Instructions ::
1. Update the stretch from "Him: It's hard" through "communication... it sux!" in the forum thread about vague answers, putting "cheered on" in place of "encouraged".
2. In the forum thread about vague answers, what does Deejo say is racing through Deejo's son's mind during a conversation?

# What do you do when...



## woodstock (Feb 21, 2011)

Have you ever had this experience.. if so what did you do that WORKED!!! LOL

The man says things that are so vague when you ask a question, that you push for explanation so that you don't end up with bald spot from all the head scratching. He finally says what he means and you go "See, now if you said THAT to beign with, then I would have gotten it!!" Meanwhile, pushing for that "makes sense now" explanation frustrates the hell out of the guy to where you finally get the explanation but now he is all ticked off...

Example: Me/him both have kids, his late teens early 20's: convo:
Him: Well having a relationship is awkward right now.
Me: What do you mean by awkward:
Him: it hard for me
Me: what part of it, I don't know what you mean. How is it akward?
Him: WTF... I feel like spend half my time explaining myself to you! (getting all huffy)
Me: well, awkward doesn't really tell me much, yet you say it all the time, but never what it means, I actually would like to know.
Him: *insert ridiculous rant in frustration that goes on for 5 minutes about how he is always explaining himself* finally... 
Him: It's hard because I want to be spending more time with my kids, working on things.
Me: Is THAT what you meant? Well hell, if you said that I would have encouraged you, supported you, and just said "good, you do that, that's GREAT!!!!!!!!!!" but never once did you ever say THAT to me... all you said was youWISHED you could do that but they are never around. I had no idea that was even an option! Why didn't you just say that to begin with... had no clue that's what "awkward" was supposed to mean!!!
Him: *more rant"
me: calm down... I get it now... but if you hate the explanation, maybe just say what you mean to start, or at least something a little closer. THIS is what I mean about our communication... it sux! 
Him: finally calm "but that's just me"
me: well, maybe that's something to work on a little... cuz you know.. if that's just you, then maybe that's part of the problems with other people, like the kids you talk about. You get frustrated when they don't get what you mean either.
Him: ya, I guess (but now all dejected and pouting)



OK... so how do I avoid the over frustration and then him feeling dejected?


----------



## Deejo (May 20, 2008)

Is he unhappy?

If not, then stop interrogating him.

You catch more flies with honey than vinegar.

I saw previously that there has been some discussion as to whether or not your 'dude friend' has some kind of social disorder ... perhaps even a mild form of autism.

Can't tell you if that is the case or not.

What I can tell you as the parent of a mildly autistic child is that if you were to ask my son; "What do you mean?"
Every time YOU didn't understand what he was trying to convey, you would get the exact, if not far worse, reaction that your friend displayed.

My son has improved by leaps and bounds in terms of being able to have a conversation. It isn't that he's slow, far from it. It's that his mind is racing about what the correct response is and how to say it. And the tragic fact is ... sometimes he has no clue what the correct words are to make someone understand him. He stumbles, he will restart a sentence five times, pause, stutter, and when he gets it out I'm not frustrated, I beam with pride.

For my son, the pressure of realizing that he hasn't been understood, then means he has virtually zero chance of trying to order his thoughts into something that you or I would understand.

Input data ::
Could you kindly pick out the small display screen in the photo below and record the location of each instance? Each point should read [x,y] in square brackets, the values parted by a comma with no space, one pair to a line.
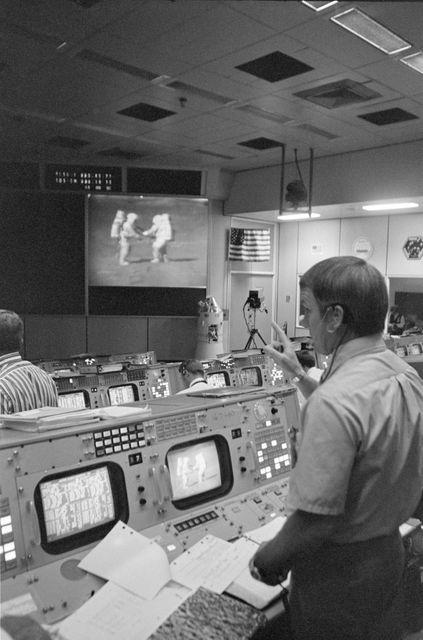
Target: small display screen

==

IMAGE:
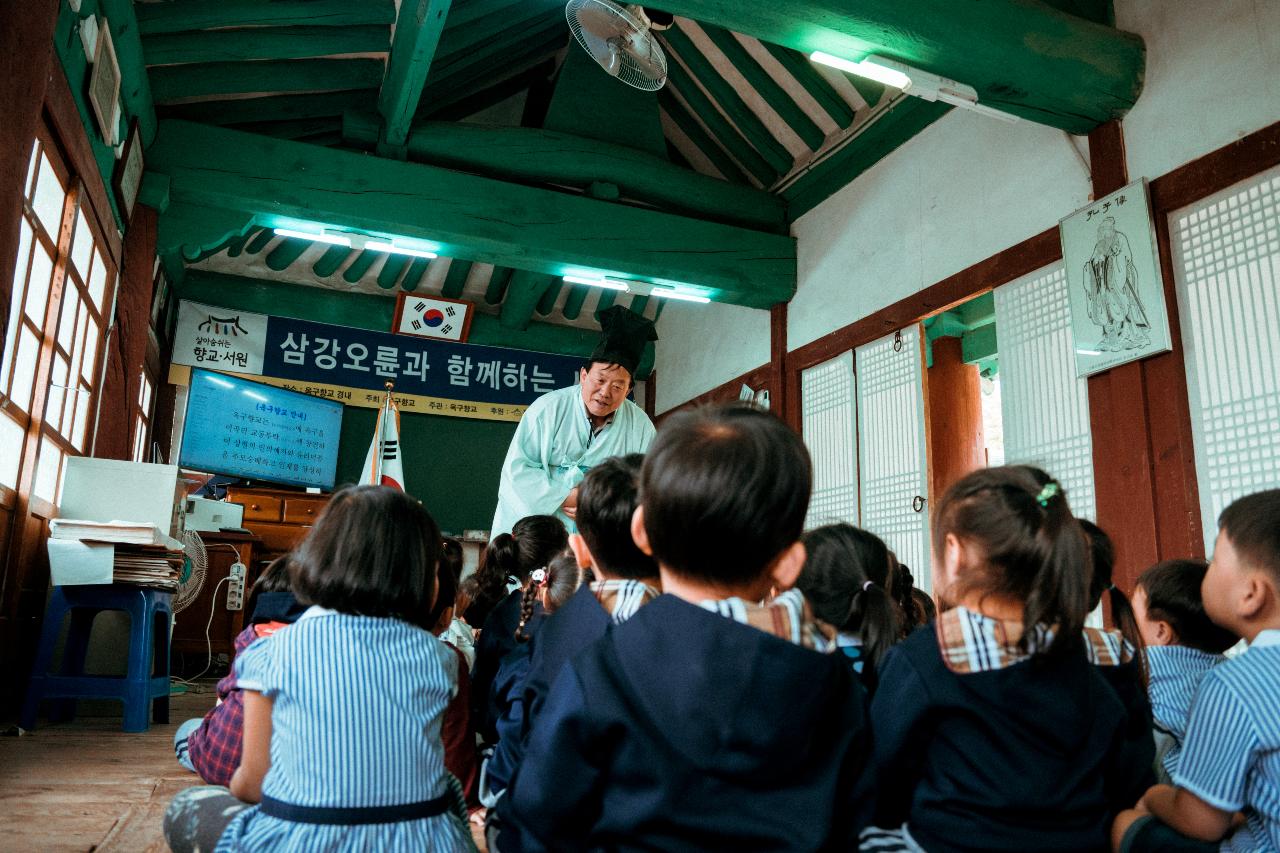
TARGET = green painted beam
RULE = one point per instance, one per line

* * *

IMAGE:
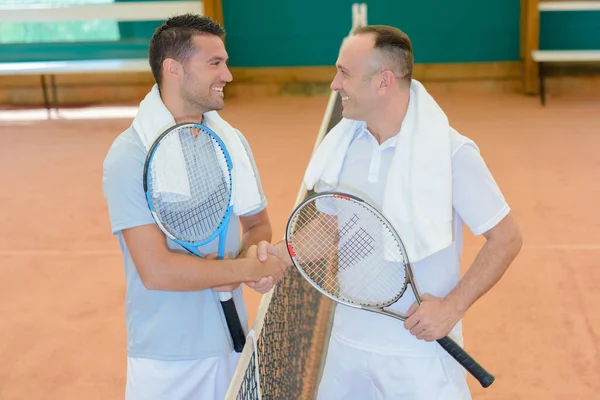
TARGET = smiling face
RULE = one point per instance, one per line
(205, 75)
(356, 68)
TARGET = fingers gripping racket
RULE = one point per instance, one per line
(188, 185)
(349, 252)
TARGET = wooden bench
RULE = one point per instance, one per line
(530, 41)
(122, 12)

Exercise responses ::
1.
Him: It's hard because I want to be spending more time with my kids, working on things.
Me: Is THAT what you meant? Well hell, if you said that I would have cheered on you, supported you, and just said "good, you do that, that's GREAT!!!!!!!!!!" but never once did you ever say THAT to me... all you said was youWISHED you could do that but they are never around. I had no idea that was even an option! Why didn't you just say that to begin with... had no clue that's what "awkward" was supposed to mean!!!
Him: *more rant"
me: calm down... I get it now... but if you hate the explanation, maybe just say what you mean to start, or at least something a little closer. THIS is what I mean about our communication... it sux!

2. What the correct response is and how to say it.